### TO DO
Every line in the entries that holds the word "post" counts toward the answer, which should be a single number.
========
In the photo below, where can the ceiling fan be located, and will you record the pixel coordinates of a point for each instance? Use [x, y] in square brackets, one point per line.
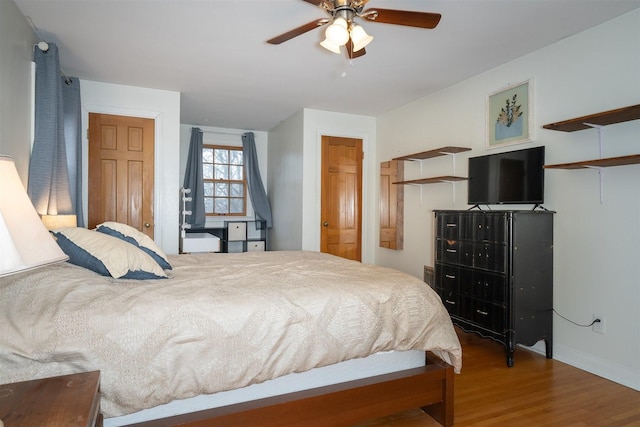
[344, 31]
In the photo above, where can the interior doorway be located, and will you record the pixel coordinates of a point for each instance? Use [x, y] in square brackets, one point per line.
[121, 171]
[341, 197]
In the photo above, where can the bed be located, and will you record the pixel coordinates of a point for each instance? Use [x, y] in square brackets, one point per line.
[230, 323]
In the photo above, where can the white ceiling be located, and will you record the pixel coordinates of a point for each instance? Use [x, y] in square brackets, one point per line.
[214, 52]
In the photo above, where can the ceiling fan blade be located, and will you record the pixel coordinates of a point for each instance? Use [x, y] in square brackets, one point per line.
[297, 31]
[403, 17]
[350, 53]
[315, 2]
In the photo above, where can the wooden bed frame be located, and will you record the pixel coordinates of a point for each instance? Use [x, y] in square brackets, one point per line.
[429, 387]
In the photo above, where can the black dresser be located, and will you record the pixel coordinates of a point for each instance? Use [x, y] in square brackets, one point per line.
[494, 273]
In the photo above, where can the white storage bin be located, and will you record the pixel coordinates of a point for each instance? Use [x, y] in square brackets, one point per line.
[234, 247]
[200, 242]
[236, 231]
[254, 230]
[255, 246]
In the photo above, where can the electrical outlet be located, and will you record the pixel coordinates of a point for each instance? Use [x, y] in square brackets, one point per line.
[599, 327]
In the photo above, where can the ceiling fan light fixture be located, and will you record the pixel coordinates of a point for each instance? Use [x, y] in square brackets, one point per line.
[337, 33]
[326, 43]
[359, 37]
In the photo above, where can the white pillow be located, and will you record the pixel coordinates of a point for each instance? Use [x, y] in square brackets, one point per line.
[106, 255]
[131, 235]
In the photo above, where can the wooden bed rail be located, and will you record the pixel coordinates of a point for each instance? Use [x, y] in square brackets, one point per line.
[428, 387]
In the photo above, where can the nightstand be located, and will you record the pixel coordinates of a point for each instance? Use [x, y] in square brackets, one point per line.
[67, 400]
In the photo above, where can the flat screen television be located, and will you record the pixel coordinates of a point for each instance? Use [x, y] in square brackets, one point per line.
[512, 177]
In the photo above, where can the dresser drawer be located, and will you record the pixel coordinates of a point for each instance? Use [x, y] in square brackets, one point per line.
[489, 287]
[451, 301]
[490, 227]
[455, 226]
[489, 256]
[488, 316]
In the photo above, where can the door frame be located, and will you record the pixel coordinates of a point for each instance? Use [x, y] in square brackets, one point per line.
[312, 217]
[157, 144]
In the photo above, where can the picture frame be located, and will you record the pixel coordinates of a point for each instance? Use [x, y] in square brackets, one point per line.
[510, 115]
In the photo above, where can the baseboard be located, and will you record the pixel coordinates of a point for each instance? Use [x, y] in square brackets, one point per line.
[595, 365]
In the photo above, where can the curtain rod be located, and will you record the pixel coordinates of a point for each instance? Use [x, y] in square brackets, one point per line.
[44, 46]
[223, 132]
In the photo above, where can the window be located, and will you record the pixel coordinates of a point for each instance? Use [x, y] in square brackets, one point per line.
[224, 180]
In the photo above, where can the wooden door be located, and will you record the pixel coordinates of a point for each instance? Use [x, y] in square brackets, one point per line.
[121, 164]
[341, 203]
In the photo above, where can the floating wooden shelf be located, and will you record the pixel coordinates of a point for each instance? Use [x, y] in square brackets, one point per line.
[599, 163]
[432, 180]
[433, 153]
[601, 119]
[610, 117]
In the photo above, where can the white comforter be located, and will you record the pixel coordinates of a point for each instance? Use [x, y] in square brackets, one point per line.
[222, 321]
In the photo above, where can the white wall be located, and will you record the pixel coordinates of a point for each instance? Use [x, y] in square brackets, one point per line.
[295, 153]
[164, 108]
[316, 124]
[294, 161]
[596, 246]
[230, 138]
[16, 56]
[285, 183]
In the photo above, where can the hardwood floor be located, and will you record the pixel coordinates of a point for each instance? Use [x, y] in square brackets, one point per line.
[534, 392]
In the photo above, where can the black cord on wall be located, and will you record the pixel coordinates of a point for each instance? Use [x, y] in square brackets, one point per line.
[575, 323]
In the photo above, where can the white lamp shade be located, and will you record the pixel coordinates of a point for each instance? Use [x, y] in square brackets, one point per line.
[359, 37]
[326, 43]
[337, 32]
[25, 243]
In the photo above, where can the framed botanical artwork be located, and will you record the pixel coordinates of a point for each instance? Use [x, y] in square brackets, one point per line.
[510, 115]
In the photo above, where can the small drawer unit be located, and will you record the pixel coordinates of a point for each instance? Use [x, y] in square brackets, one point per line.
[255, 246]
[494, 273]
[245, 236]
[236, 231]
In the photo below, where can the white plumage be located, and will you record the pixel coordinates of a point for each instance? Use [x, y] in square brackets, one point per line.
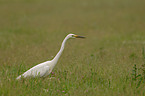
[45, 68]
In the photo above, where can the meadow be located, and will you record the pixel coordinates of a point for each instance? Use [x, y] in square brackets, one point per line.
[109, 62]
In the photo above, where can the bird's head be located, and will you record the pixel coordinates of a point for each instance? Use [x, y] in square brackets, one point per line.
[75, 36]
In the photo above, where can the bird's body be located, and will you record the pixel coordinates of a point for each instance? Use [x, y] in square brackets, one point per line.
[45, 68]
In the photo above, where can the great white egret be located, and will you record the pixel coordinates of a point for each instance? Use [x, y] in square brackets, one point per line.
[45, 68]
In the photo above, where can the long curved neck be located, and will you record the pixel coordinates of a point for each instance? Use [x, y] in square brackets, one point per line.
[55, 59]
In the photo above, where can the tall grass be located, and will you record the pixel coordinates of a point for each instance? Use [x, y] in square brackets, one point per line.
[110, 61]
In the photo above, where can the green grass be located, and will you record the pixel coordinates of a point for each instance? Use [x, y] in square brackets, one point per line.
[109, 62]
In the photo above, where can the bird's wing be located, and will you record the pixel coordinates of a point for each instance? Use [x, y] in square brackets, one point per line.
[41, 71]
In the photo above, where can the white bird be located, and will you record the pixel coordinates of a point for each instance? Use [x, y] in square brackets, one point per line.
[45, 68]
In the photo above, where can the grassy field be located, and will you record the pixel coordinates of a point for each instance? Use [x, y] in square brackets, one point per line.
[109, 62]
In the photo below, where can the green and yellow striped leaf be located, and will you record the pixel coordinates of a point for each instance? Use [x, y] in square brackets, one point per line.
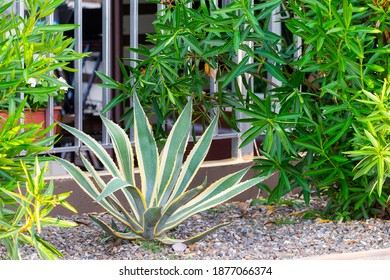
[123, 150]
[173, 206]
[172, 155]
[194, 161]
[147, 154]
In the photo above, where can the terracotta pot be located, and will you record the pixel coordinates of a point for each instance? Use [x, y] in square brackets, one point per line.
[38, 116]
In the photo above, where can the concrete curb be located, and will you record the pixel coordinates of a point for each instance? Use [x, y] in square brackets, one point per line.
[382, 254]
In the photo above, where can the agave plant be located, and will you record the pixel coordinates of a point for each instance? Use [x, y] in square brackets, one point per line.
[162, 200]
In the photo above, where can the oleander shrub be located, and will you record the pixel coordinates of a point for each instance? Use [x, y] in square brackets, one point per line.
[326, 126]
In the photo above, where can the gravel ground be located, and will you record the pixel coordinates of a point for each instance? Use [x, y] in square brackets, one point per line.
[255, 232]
========
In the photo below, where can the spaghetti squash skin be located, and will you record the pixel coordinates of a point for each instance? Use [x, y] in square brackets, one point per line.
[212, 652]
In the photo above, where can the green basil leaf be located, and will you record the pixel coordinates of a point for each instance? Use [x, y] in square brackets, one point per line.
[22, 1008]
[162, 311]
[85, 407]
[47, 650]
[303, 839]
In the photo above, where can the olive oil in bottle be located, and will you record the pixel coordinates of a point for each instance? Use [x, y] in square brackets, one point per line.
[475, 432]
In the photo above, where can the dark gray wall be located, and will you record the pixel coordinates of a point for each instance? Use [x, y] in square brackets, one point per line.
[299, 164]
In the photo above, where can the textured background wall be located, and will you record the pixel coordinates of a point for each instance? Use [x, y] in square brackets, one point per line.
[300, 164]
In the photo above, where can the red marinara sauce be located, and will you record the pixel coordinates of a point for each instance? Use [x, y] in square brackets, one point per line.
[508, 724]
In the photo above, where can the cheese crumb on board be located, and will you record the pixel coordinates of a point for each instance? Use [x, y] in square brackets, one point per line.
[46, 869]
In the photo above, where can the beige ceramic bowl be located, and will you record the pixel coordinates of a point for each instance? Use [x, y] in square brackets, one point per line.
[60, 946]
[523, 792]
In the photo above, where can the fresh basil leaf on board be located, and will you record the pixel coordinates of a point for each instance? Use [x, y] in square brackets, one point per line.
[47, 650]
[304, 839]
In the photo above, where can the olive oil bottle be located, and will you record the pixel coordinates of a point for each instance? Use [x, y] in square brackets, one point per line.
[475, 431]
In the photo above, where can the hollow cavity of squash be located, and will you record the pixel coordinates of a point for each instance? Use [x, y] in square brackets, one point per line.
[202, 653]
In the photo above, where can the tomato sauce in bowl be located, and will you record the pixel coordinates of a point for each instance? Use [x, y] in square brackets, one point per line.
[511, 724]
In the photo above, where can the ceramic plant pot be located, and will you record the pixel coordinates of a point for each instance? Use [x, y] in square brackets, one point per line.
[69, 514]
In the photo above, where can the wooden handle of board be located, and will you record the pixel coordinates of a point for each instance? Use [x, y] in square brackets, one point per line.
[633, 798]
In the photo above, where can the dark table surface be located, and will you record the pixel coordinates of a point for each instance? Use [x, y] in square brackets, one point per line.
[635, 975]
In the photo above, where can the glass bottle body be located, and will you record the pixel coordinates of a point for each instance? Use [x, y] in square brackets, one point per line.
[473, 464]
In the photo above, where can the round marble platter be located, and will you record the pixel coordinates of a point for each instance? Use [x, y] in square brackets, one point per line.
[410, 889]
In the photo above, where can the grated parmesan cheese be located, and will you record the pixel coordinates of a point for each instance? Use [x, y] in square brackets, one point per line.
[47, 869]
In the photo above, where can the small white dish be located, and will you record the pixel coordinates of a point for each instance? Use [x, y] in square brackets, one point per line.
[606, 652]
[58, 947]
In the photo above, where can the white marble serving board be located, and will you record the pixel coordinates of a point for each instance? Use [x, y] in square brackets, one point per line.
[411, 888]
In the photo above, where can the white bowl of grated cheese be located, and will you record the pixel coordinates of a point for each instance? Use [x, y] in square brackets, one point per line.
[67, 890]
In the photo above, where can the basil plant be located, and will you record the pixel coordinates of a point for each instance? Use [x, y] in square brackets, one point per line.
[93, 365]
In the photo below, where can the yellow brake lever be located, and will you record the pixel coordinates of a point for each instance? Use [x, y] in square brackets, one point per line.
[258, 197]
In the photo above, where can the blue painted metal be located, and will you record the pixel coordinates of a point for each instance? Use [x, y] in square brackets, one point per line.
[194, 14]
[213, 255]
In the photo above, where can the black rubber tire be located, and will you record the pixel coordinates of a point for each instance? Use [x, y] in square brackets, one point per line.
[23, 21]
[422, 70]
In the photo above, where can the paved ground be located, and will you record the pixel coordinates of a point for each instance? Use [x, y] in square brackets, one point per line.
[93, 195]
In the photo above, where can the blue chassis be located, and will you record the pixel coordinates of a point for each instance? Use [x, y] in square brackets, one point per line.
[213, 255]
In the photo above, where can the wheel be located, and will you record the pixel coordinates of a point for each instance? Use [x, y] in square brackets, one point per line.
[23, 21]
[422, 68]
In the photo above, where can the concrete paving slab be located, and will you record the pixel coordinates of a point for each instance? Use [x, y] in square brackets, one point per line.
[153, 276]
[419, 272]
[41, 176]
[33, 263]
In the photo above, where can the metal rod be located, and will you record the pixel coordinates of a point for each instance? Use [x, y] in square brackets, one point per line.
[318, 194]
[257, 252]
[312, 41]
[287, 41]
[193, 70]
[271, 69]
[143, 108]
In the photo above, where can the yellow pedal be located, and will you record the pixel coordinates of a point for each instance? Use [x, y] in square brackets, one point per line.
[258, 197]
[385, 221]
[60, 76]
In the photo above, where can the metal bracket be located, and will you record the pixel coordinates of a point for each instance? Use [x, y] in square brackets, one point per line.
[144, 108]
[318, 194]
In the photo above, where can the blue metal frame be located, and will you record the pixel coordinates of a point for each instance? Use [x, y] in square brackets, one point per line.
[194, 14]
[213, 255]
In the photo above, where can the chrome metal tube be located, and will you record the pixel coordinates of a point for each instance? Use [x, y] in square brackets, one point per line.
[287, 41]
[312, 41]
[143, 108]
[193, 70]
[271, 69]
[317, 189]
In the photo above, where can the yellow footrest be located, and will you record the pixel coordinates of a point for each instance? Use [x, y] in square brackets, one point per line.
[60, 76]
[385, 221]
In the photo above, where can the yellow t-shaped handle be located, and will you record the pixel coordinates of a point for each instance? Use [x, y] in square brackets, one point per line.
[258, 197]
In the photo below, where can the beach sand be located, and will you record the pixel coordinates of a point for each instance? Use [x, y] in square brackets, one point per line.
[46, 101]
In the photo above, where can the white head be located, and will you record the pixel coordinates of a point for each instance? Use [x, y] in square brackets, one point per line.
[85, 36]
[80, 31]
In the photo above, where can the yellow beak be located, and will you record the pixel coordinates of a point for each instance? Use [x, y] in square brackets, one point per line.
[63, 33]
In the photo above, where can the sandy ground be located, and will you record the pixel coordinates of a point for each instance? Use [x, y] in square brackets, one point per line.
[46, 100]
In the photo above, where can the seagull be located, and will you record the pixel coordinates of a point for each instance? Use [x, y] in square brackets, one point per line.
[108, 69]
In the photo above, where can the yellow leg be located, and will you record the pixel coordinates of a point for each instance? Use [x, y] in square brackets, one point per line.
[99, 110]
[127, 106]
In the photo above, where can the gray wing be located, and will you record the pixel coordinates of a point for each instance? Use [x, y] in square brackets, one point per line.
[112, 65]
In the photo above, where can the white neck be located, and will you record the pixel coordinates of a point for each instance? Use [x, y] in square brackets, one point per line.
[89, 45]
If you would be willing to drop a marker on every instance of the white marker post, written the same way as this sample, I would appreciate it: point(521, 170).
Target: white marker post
========
### RESPONSE
2